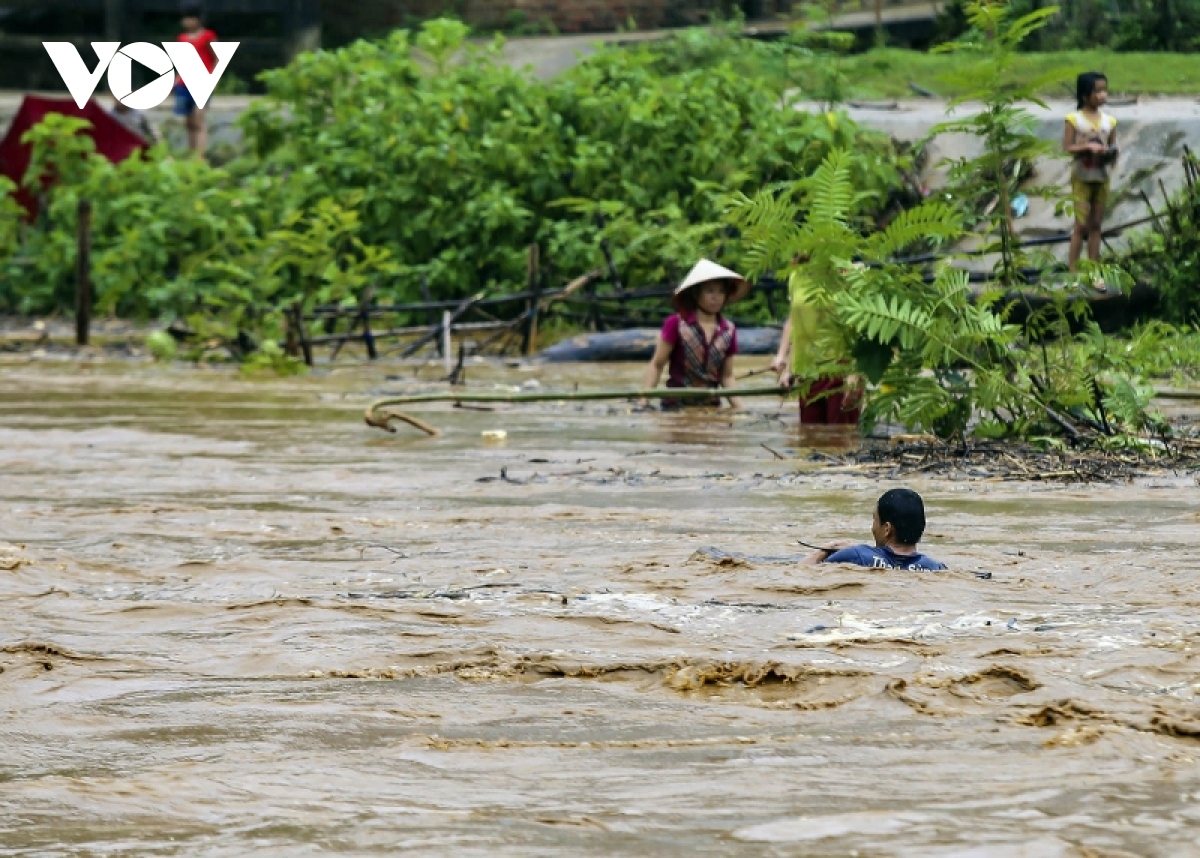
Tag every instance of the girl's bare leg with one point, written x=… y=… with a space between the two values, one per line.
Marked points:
x=1095 y=227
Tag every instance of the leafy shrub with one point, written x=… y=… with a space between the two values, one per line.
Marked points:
x=1119 y=24
x=420 y=159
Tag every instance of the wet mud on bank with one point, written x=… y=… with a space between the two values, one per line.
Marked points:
x=234 y=618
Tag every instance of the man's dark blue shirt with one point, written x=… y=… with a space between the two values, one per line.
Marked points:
x=885 y=558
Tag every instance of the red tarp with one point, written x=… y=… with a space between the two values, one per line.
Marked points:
x=113 y=139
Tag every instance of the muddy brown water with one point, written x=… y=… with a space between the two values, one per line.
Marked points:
x=235 y=619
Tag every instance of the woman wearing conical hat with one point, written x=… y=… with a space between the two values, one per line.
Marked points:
x=697 y=345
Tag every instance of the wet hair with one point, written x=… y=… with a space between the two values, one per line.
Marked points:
x=689 y=299
x=1085 y=84
x=904 y=510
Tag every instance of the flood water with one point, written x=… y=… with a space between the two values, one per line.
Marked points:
x=233 y=619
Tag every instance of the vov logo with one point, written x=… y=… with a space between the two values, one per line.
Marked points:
x=165 y=61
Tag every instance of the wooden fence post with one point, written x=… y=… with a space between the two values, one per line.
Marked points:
x=534 y=286
x=430 y=316
x=83 y=275
x=301 y=333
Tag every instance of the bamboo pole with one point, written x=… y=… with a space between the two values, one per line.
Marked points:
x=381 y=414
x=533 y=283
x=83 y=275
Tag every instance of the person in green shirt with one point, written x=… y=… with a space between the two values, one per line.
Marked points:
x=829 y=399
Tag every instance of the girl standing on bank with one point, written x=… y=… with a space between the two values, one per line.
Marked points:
x=697 y=343
x=1091 y=138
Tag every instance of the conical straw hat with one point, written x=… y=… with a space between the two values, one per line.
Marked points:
x=706 y=270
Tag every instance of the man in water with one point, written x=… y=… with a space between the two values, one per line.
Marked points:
x=898 y=527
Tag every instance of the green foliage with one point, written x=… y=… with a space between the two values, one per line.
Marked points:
x=1120 y=24
x=943 y=360
x=816 y=66
x=989 y=183
x=162 y=346
x=1168 y=257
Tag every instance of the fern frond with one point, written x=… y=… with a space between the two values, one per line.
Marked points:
x=832 y=192
x=933 y=221
x=875 y=317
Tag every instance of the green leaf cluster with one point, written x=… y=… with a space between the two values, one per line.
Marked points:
x=423 y=159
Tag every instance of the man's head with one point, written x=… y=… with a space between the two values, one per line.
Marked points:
x=192 y=15
x=899 y=519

▶ [What is being asked]:
Apart from the pictures, every line above must be repeated exactly.

▶ [Written solution]:
Tag every instance of the girl's bare leg with one point, written x=… y=… with a space between the two values, one per line.
Marked points:
x=1095 y=227
Tag every instance of the leafy shrub with one point, written x=… y=… with a space between the two values, one per line.
Marked points:
x=1119 y=24
x=420 y=159
Tag every instance of the wet mud on bank with one point, written x=… y=… with a space between the two values, one per line.
Marked points:
x=234 y=618
Tag every instance of the man's dark blue shirt with one point, written x=… y=… with a space between the two values, one per line.
Marked points:
x=885 y=558
Tag every instance of the red tarp with one point, written x=… y=… with a space between the two values, one per line.
Marked points:
x=113 y=139
Tag every instance of the muddy brown water with one point, written x=… y=… with a space between the two values, one per line.
Marked points:
x=235 y=619
Tag every instance of the woman wearing conical hat with one point, written x=… y=… with a space between the two values, one per line.
Marked points:
x=697 y=345
Tag every instance of the wet hair with one point, written x=… y=… with a space between the two values, one per line.
Marked points:
x=689 y=299
x=1085 y=84
x=904 y=510
Tag every instance of the flood water with one point, written x=… y=… with a space between the two values, one per line.
Marked points:
x=233 y=619
Tag every instance of the vov logo with one point, written x=… y=… with a space between the two values, one per line.
Marked points:
x=165 y=61
Tag every instance of the wooden fence post with one point, written x=… y=… with a space between the two values, one per line.
Marked points:
x=534 y=286
x=430 y=316
x=83 y=275
x=301 y=333
Tag every instance of the bamboo pole with one point, written x=… y=… with a space between the two values, one per line.
Marked points:
x=381 y=414
x=533 y=283
x=83 y=275
Tag every instance of the person in green shirt with one point, written x=… y=… with a space between the two values, one per line.
Marked points:
x=829 y=399
Tag every instance of the girl standing on bank with one point, written x=… y=… with a space between the two values, one per line.
Marked points:
x=697 y=343
x=1091 y=138
Tag every instance of the conical straw hat with one point, written x=… y=… with a space between the two values, one per line.
Marked points:
x=706 y=270
Tag every instance of the man in water with one point, written x=… y=… with a space between the two values, one per line.
Marked points:
x=898 y=527
Tag every instance of the green foliage with one point, written x=… y=… with a space between the two values, one per line.
Marked points:
x=1120 y=24
x=943 y=360
x=816 y=66
x=989 y=183
x=162 y=346
x=1168 y=257
Tag every instance of the fern frond with one point, written x=… y=… with a space between the two values, one per line.
Marked points:
x=832 y=192
x=933 y=221
x=875 y=317
Tag every instance of the green leaf cluster with one point, written x=… y=… with a space between the two values, one per line.
Marked points:
x=423 y=159
Tag every instance of the man's head with one point, written x=… y=… with a space between the two values, one per line.
Marked points:
x=192 y=15
x=899 y=519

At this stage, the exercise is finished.